- Exercise description
Please repeat every entry, keeping each one exactly the same.

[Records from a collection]
━━━━

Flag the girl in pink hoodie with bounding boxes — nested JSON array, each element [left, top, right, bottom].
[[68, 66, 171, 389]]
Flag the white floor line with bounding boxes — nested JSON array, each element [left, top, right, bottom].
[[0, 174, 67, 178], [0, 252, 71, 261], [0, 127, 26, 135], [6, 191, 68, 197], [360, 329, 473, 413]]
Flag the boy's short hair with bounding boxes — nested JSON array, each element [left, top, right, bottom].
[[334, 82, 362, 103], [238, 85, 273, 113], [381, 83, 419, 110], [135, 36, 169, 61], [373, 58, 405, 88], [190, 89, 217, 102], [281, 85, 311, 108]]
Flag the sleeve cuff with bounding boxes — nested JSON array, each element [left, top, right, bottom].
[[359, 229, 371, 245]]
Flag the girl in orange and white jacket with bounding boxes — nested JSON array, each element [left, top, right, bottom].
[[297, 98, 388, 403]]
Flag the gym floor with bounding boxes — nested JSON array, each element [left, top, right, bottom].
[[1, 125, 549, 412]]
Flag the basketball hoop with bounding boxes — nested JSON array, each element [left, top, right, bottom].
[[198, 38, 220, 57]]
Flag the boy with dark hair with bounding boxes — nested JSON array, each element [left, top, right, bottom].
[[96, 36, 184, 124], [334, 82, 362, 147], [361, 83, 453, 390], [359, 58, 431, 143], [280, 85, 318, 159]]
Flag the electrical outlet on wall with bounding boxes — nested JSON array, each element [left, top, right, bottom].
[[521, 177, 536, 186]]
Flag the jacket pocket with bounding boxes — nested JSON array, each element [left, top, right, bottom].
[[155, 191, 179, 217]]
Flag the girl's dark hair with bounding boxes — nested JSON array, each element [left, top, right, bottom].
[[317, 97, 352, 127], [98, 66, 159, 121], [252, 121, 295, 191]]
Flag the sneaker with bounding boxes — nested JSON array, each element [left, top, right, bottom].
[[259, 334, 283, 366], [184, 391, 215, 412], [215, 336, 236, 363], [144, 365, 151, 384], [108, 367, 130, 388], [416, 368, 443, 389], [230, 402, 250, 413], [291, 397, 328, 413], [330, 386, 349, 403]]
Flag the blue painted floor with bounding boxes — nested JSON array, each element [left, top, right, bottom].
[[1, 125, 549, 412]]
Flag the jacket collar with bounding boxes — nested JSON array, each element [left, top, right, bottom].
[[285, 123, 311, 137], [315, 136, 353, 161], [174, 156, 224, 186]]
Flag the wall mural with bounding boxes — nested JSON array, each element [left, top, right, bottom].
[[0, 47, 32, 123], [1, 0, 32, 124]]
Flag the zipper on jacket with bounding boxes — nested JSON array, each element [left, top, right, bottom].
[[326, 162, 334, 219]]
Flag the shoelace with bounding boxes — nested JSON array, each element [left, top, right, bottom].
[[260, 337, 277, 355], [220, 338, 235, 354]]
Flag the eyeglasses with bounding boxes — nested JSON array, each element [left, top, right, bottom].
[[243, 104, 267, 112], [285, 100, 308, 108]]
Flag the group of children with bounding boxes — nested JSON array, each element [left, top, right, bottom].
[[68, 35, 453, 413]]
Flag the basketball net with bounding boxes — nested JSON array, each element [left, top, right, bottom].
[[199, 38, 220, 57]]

━━━━

- Answer for the task
Flag the girl in pink hoodie with bounding boxes — nested JSON array, each element [left, top, right, bottom].
[[68, 66, 171, 389]]
Flag the white floor line with bounding boxes — nested JSON array, each element [left, top, right, bottom].
[[0, 174, 67, 178], [0, 252, 71, 261], [0, 127, 26, 135], [6, 191, 68, 197], [360, 329, 473, 413]]
Flag the boy's short hair with bounding boxes — nested JSON array, each element [left, top, right, bottom].
[[334, 82, 362, 103], [238, 85, 273, 113], [381, 83, 419, 110], [135, 36, 169, 61], [373, 58, 405, 88], [190, 89, 217, 102], [281, 85, 311, 108]]
Flag the sleeve cuff with bounding boxes — nested JSON array, each element [left, top, right, bottom].
[[359, 229, 371, 245]]
Flag the girl in orange and white jacket with bounding boxes — nested JSON array, each element [left, top, right, bottom].
[[297, 98, 388, 403]]
Flag the gym floor with bounding boxes — nested JSON array, each element [left, top, right, bottom].
[[1, 125, 549, 412]]
Flag the basketball hoop with bounding boxes — nested JSON array, each element [left, top, right, bottom].
[[198, 38, 220, 57]]
Flag the boy with dark hair with bounding boxes — nested JSON array, each element [left, top, right, bottom].
[[96, 36, 184, 124], [334, 82, 362, 147], [361, 83, 453, 390], [359, 58, 431, 143], [280, 85, 318, 159]]
Flag the electrical outlet on wall with bounding boxes — nested JSON array, each element [left, top, right, bottom].
[[521, 177, 536, 186]]
Flag the jacket pocket with bounding boxes — nested JSON array, each element [left, top, right, bottom].
[[155, 191, 179, 217]]
Flag the girl's dark hair with bounding boxes — nested JSON array, each element [left, top, right, bottom].
[[317, 97, 352, 127], [98, 66, 159, 121], [252, 121, 295, 191]]
Flag the sneaker with bounding boxes — nested JSON array, each element [left, top, right, bottom].
[[259, 334, 283, 366], [184, 391, 215, 412], [215, 336, 236, 363], [144, 365, 151, 384], [108, 367, 130, 388], [416, 368, 443, 389], [230, 402, 250, 413], [291, 397, 328, 413], [330, 386, 349, 403]]
Flag the blue painted floor with bounding boxes — nested JSON array, each element [left, top, right, bottom].
[[1, 125, 549, 412]]
Flag the jacket collar with bounding boxes — nested JSON array, each element [left, top, right, bottom].
[[285, 123, 311, 137], [315, 136, 353, 161], [174, 156, 224, 186]]
Flag the wall mural with bounding boxes — nested JSON array, each element [left, top, right, bottom].
[[0, 47, 32, 123], [1, 0, 32, 124]]
Flag the zipper on jacket with bounding boxes — nested JSON array, each element [left, top, right, bottom].
[[326, 162, 334, 219]]
Flag the shoelace with bounding boxes — nested JSON array, each element [left, top, right, bottom].
[[260, 337, 277, 355], [220, 338, 235, 354]]
Flag the eyeglasses with bounding boxes — nested JSON array, each element [left, top, right, bottom].
[[243, 104, 267, 112], [285, 100, 308, 108]]
Flag the group of children with bounding boxes — nested JSON array, each element [left, top, right, bottom].
[[68, 35, 453, 413]]
Flag the basketball net with bounding boxes — nested JSON array, each element [left, top, right, bottom].
[[199, 38, 220, 57]]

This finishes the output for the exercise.